→ Requirement
Copy every line from the one containing "of the potted" through the end of the material, leaving each line in place and shifting each answer coordinate, x and y alike, by adding 150 to it.
-------- Supplied records --------
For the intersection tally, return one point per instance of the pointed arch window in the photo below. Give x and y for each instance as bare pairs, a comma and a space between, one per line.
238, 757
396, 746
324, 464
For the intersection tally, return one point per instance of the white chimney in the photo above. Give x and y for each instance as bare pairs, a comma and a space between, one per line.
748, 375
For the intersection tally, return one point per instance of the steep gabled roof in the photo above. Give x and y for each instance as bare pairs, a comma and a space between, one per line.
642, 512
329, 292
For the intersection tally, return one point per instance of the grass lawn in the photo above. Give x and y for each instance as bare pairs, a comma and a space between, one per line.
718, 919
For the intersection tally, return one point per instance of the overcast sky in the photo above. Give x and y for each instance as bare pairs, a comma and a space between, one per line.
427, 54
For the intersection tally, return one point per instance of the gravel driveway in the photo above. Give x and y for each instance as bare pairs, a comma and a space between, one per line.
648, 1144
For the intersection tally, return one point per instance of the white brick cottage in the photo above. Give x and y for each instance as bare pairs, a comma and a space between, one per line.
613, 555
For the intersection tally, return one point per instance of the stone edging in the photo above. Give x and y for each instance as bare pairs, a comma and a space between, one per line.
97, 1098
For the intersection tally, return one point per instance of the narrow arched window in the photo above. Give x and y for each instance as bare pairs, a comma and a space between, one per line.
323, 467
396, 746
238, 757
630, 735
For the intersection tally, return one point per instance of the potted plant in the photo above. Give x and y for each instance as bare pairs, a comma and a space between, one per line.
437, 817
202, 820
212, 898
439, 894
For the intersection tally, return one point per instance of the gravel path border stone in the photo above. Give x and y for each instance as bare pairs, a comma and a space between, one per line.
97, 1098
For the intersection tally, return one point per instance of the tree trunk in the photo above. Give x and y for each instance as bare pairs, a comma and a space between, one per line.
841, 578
--------
→ Expected output
For the intersection tally, return one point per instance of the potted plant in the photo above. Give x and y for each instance as bare pairs, a comma and a space between, one per line.
587, 967
352, 970
362, 1048
589, 1044
For the intersection tally, return one point per instance of the gravel path border stone in the photo above. Give x and y for each instance as bare pairs, a comma and a space between, one per line.
247, 1248
For the intersection tally, return one point per instance of the tree trunk in the photo above. Give x and y for each instance as bare pairs, a comma and a space between, one per line.
991, 728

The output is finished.